Problem statement: Rewrite the part of the patch message that opens with "P3: tightened two" and closes with "insertions(+), 5 deletions(-)", putting "changes" in place of "drifts".

[[ Passage to read, beginning ]]

From a01600d8f42e5a2221670c3f6e88f6b9149571cd Mon Sep 17 00:00:00 2001
From: igerber <isaac.gerber@gmail.com>
Date: Thu, 14 May 2026 20:22:00 -0400
Subject: [PATCH 2/2] CI R1: add missing-notebook skip guard + tighten generic
 anchors

CI AI review on #439 R1:

P1: tests/_tutorial_drift.py read docs/tutorials/*.ipynb
unconditionally, but the Rust-test CI matrix copies only tests/ to
/tmp/tests and runs pytest there (no docs/), so the new tests would
FileNotFoundError instead of skipping cleanly. Added pytest.skip()
guard in _read_notebook() matching the repo convention used in
test_notebook_md_extract.py and test_nprobust_port.py.

P3: tightened two generic anchors that could false-pass:
- T21 'WAS' (matches many incidental occurrences) -> 'target = `WAS`'
  (the exact paper-step-1 phrasing, single occurrence).
- T20 'median' + '$25K' (split, can both pass independently even if
  the sentence drifts) -> 'median ~$25K' (the exact tilde-prefixed
  phrase from the design-fit narrative).
---
 tests/_tutorial_drift.py                     | 18 +++++++++++++++++-
 tests/test_t20_had_brand_campaign_drift.py   |  7 ++++---
 tests/test_t21_had_pretest_workflow_drift.py |  5 ++++-
 3 files changed, 25 insertions(+), 5 deletions(-)

[[ Passage to read, end ]]
[[ Extracted data, beginning ]]

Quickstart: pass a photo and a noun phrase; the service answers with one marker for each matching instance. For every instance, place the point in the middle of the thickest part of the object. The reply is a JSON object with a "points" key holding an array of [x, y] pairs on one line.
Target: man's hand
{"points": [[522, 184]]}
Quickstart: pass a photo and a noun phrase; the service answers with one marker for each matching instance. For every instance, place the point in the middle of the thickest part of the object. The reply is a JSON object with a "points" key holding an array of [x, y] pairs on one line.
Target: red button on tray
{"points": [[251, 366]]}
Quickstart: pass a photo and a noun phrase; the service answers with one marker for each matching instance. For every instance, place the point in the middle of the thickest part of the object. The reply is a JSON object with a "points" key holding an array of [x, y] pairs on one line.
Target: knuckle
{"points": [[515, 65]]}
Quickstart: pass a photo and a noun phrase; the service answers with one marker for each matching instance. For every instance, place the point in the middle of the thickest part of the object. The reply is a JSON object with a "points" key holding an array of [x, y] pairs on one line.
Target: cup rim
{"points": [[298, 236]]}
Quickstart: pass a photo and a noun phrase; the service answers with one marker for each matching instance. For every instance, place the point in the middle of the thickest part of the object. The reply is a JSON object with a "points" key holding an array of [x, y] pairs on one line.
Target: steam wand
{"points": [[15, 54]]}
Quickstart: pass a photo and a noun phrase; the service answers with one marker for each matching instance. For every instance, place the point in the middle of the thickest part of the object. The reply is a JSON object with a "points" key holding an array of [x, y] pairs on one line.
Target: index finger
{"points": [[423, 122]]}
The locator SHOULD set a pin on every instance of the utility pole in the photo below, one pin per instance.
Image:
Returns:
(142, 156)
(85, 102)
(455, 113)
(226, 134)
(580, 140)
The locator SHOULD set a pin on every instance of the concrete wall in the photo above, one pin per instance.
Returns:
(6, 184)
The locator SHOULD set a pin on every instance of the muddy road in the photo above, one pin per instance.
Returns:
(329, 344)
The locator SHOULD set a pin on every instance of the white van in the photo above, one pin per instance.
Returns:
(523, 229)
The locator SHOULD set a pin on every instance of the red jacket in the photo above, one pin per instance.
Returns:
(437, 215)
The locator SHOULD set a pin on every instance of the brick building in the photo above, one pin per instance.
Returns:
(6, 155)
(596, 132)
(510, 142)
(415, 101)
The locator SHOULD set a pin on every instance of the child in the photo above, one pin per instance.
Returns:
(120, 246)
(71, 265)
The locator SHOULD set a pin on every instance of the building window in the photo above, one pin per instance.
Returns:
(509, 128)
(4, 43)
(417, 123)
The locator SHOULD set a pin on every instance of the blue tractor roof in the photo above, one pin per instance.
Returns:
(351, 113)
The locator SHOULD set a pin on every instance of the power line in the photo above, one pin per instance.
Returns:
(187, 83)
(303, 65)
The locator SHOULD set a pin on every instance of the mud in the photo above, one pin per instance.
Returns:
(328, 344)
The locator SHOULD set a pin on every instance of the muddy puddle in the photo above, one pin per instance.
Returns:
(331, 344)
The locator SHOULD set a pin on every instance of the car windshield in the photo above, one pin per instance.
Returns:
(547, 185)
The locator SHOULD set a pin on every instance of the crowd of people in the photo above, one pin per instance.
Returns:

[[ Extracted data, end ]]

Solution:
P3: tightened two generic anchors that could false-pass:
- T21 'WAS' (matches many incidental occurrences) -> 'target = `WAS`'
  (the exact paper-step-1 phrasing, single occurrence).
- T20 'median' + '$25K' (split, can both pass independently even if
  the sentence changes) -> 'median ~$25K' (the exact tilde-prefixed
  phrase from the design-fit narrative).
---
 tests/_tutorial_drift.py                     | 18 +++++++++++++++++-
 tests/test_t20_had_brand_campaign_drift.py   |  7 ++++---
 tests/test_t21_had_pretest_workflow_drift.py |  5 ++++-
 3 files changed, 25 insertions(+), 5 deletions(-)